Pero en sus rasgos, Sonia Guillén reconoció algo que había visto antes, bajo la arena. En 2006, la arqueóloga descubrió más de 40 momias de perros de la cultura chiribaya, una civilización que prosperó entre los años 900 y 1350 en los valles de Moquegua.

Aquel perro, al que llamaron Abdul, parecía salido de otro tiempo. “Era la fiel estampa de las momias”, recuerda la directora del instituto dedicado al rescate de restos arqueológicos. “Sentí que el pasado, literalmente, se movía ante nosotros”.

Los perros pastores chiribaya, que arreaban llamas y alpacas y protegían cultivos, fueron enterrados con el mismo cuidado que las personas: envueltos en finos tejidos, con pescados y conchas sobre el hocico, rodeados de ofrendas. “En estos entierros se percibe la persistencia del afecto y el dolor de lo perdido”, dice Guillén. “Hablan de la ternura de una sociedad que reconocía el valor del otro y la continuidad del afecto más allá de la muerte”.

Requisitos —
Conteste a partir del fragmento sobre los perros chiribaya:
(a) ¿En qué año descubrió Sonia Guillén las momias de perros?
(b) ¿Qué nombre le dieron al perro que parecía salido de otro tiempo?
(c) ¿Qué animales arreaban los perros pastores chiribaya?
Los registros no intervienen en este ejercicio.

Datos mostrados —
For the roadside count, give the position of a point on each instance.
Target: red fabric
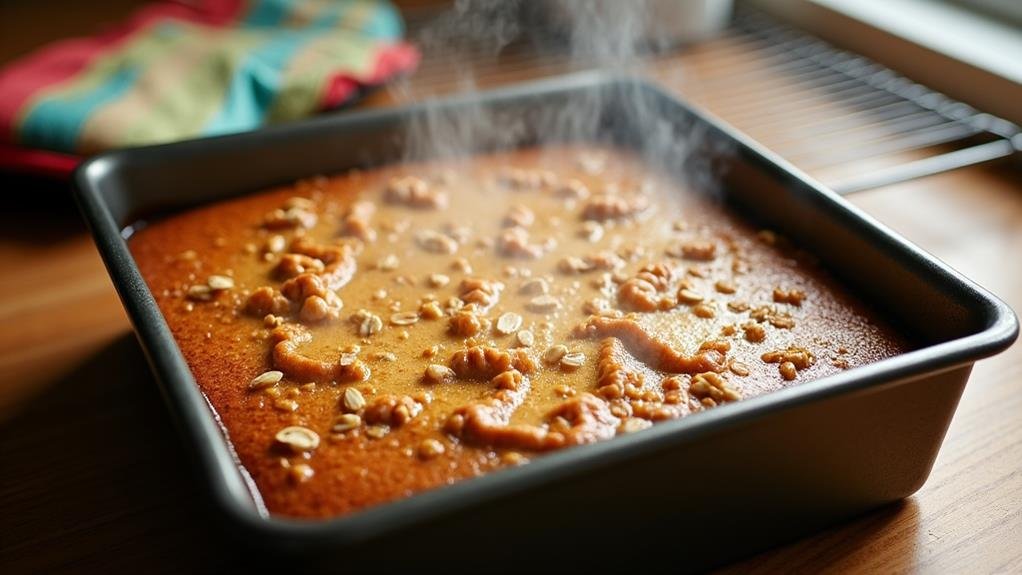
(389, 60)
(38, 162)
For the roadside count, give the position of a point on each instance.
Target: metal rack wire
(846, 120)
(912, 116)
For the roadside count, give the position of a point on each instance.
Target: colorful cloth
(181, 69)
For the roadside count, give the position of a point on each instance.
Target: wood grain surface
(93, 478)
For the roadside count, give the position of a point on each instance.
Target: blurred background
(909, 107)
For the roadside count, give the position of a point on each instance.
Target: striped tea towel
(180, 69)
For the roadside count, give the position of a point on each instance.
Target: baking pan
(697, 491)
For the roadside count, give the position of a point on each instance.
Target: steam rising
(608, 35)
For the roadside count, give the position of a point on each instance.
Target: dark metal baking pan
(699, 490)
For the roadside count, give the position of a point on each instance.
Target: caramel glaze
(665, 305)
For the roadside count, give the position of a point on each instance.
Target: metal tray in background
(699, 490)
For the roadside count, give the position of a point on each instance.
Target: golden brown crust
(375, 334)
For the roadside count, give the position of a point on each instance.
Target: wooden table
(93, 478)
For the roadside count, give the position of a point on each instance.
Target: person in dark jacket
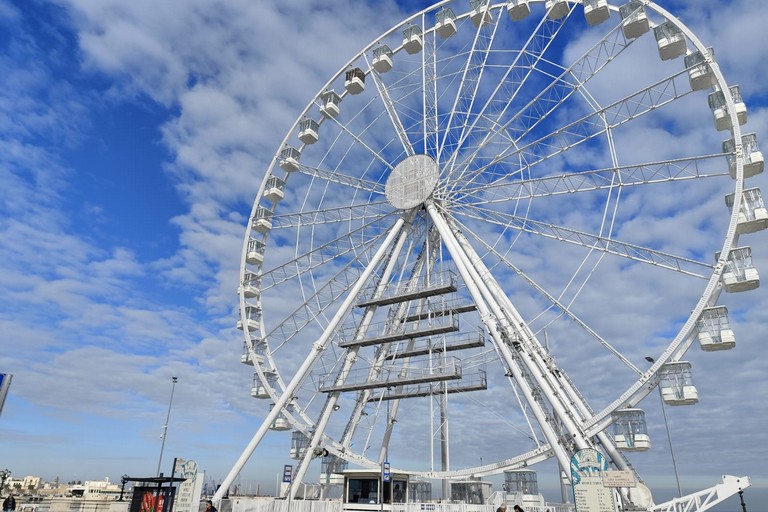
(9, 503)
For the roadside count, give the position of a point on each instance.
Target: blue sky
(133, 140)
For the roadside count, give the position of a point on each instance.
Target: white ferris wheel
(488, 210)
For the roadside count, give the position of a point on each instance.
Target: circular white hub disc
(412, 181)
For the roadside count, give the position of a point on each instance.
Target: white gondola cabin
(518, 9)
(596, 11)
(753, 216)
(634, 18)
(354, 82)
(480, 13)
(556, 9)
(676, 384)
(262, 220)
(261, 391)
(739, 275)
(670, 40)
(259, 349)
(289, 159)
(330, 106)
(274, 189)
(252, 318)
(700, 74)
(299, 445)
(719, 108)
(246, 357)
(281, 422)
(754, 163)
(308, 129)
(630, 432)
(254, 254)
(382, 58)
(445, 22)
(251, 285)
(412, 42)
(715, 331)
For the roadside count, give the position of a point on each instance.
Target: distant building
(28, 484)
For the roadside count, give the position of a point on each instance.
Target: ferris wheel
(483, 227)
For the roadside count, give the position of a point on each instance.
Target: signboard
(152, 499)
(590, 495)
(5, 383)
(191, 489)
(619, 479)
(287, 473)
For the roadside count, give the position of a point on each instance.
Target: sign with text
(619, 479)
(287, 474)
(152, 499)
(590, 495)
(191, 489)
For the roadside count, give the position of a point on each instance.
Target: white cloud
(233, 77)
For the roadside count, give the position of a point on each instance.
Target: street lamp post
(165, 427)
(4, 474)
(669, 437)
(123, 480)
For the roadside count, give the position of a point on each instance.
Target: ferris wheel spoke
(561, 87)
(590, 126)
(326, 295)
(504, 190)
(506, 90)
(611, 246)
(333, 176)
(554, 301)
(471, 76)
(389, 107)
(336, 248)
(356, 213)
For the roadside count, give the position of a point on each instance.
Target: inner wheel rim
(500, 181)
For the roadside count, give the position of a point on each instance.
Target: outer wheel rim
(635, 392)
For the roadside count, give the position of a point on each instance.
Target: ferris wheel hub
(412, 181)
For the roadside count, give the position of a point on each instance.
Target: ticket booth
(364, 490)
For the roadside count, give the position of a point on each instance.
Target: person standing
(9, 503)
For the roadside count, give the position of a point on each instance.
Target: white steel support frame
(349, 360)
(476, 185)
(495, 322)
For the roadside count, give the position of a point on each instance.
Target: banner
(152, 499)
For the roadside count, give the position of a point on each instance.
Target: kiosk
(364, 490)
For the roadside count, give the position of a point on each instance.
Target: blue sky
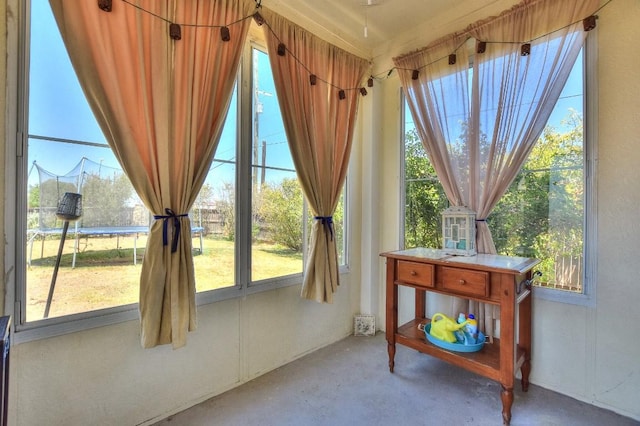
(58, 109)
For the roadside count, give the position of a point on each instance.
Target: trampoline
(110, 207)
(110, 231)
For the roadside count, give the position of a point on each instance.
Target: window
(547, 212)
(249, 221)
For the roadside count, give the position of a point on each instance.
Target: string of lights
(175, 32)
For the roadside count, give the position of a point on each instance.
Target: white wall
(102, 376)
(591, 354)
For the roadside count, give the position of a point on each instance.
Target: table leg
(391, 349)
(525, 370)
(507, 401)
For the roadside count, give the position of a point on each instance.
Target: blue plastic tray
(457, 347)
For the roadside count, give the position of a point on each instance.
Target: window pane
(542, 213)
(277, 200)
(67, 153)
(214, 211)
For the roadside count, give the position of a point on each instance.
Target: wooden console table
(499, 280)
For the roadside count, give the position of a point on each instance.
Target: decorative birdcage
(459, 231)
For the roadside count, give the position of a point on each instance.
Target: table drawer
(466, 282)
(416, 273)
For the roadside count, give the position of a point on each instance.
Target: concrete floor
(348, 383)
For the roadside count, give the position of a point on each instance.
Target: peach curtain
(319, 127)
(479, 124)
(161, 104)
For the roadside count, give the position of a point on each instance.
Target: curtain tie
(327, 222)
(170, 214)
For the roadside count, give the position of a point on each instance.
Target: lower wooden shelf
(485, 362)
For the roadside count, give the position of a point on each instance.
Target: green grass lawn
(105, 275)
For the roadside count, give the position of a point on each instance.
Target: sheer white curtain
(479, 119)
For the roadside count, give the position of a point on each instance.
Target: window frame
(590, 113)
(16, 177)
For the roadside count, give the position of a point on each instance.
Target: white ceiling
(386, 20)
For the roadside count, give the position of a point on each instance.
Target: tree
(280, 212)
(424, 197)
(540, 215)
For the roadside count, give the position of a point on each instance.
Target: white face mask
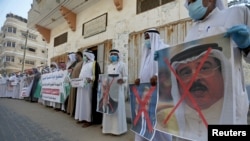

Respuesta —
(a) En 2006.
(b) Abdul.
(c) Llamas y alpacas.